CONSIGNE 1
Repérez dans les enregistrements ci-dessous chaque ligne qui contient la chaîne « uniform », puis recopiez ces lignes sans les modifier, en respectant la casse.

Par Irina Tiron [1]
Docteure de l’École des hautes études en sciences sociales et chargée de recherche au CNRS, l’auteure présente dans cet ouvrage, essentiellement issu de sa recherche doctorale, une impressionnante analyse comparative des transferts littéraires vers la France en provenance de quatre pays : la Pologne, la Hongrie, la Tchécoslovaquie et la Roumanie. L’étude socio-historique est située dans un contexte de surpolitisation de l’espace littéraire : l’installation des régimes de type autoritaire en Europe de l’Est, après la Seconde Guerre mondiale. Selon la thèse principale du livre, les rapports entre culture, politique et État (p. 44) surdéterminent la circulation des littératures originaires de ces espaces géopolitiques ainsi que la réception par le champ cible.
L’ouvrage se distingue par son originalité : étude empirique centrée sur le texte traduit, visant les modalités de circulation internationale des textes produits dans des conditions de surpolitisation de la production littéraire. Par la thématique abordée, par les méthodes d’investigation et les débats qu’elle suscite, cette œuvre se situe au croisement de plusieurs domaines de recherche : les études de transfert, la sociologie des biens culturels, l’histoire du livre et de l’édition, les études de traduction (Translation Studies). Plus qu’une opération de transfert interlinguistique, la traduction est analysée ici par rapport au contexte socio-politico-culturel de production et de réception. Fonctionnant comme matrice de transferts culturels, la traduction étaye la force subversive de l’écrit qui, dans des contextes de politisation accrue, peut servir d’arme de combat, ayant un fort impact sur la langue et la culture d’arrivées. Ce type d’approche s’inscrit dans la sociologie de la traduction initiée par des recherches menées par des disciples de Pierre Bourdieu (Gisèle Sapiro, Johan Heilbron, Isabelle Kalinowski) et pleinement exploitée de nos jours dans le cadre des études traductologiques [2].

CONSIGNE 2
Poursuivez le compte rendu ci-dessus sur les transferts littéraires vers la France, en reprenant juste après sa dernière phrase.

[Une série d'enregistrements]
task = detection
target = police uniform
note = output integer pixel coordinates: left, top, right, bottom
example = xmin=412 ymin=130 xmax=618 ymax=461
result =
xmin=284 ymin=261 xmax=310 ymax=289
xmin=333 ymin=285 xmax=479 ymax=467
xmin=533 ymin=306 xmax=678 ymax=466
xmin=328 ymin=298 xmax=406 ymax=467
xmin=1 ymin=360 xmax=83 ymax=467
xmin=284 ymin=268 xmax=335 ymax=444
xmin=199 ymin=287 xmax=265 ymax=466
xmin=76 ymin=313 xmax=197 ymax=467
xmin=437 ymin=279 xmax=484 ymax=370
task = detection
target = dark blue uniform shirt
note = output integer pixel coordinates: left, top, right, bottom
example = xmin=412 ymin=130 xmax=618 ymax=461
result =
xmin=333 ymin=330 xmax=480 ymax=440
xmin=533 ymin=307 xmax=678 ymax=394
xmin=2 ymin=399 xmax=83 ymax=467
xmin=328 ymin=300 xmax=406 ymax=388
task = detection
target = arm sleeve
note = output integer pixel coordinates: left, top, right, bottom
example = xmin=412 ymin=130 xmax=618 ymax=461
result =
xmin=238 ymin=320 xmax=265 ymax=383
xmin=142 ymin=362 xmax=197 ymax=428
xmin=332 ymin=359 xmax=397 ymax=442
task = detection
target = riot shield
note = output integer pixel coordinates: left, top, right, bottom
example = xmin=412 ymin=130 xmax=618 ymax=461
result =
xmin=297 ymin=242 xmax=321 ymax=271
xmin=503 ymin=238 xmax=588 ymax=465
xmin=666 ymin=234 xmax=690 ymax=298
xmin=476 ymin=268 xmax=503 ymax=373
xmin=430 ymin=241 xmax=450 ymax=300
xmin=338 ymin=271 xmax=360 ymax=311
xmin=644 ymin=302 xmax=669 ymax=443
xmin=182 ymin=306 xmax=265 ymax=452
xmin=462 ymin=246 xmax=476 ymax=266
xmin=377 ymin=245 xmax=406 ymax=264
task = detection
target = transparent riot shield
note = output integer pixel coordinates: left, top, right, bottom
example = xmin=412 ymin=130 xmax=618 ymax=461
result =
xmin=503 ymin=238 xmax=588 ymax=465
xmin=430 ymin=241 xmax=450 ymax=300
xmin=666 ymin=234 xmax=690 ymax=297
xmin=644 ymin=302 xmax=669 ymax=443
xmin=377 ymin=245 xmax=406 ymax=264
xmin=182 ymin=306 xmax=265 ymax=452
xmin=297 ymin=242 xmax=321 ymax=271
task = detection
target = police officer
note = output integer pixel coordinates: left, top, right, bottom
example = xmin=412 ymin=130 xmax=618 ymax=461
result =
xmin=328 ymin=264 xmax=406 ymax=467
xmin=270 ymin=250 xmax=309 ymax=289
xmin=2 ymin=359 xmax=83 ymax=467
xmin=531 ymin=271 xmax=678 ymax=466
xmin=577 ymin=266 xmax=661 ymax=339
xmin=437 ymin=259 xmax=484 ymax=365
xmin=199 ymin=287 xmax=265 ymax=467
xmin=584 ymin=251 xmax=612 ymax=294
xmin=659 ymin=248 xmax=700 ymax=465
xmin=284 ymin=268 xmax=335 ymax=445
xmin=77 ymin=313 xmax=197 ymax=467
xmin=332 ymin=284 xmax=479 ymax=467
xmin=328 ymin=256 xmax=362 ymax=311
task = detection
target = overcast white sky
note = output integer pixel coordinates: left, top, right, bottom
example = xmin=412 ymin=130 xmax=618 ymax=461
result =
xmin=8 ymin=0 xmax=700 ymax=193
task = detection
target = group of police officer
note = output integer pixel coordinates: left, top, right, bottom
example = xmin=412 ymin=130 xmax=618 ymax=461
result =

RÉPONSE RÉDIGÉE 1
target = police uniform
target = dark blue uniform shirt

RÉPONSE RÉDIGÉE 2
La politique extérieure d’exportation des écrits par les régimes socialistes est doublée par l’existence de mécanismes de réception relevant de la même idéologie politique. L’espace cible est, en l’occurrence, le champ intellectuel français. Une attention particulière est prêtée au PCF dont l’appareil idéologique joue un rôle important dans la configuration du transfert littéraire autorisé, par la création de filières d’importation ou de médiateurs littéraires spécifiques, contribuant ainsi à la politisation du transfert et au changement du rapport Est-Ouest. La perspective de l’importation vers la France contribue à réaffirmer la position du champ littéraire français au niveau international et son pouvoir de consécration.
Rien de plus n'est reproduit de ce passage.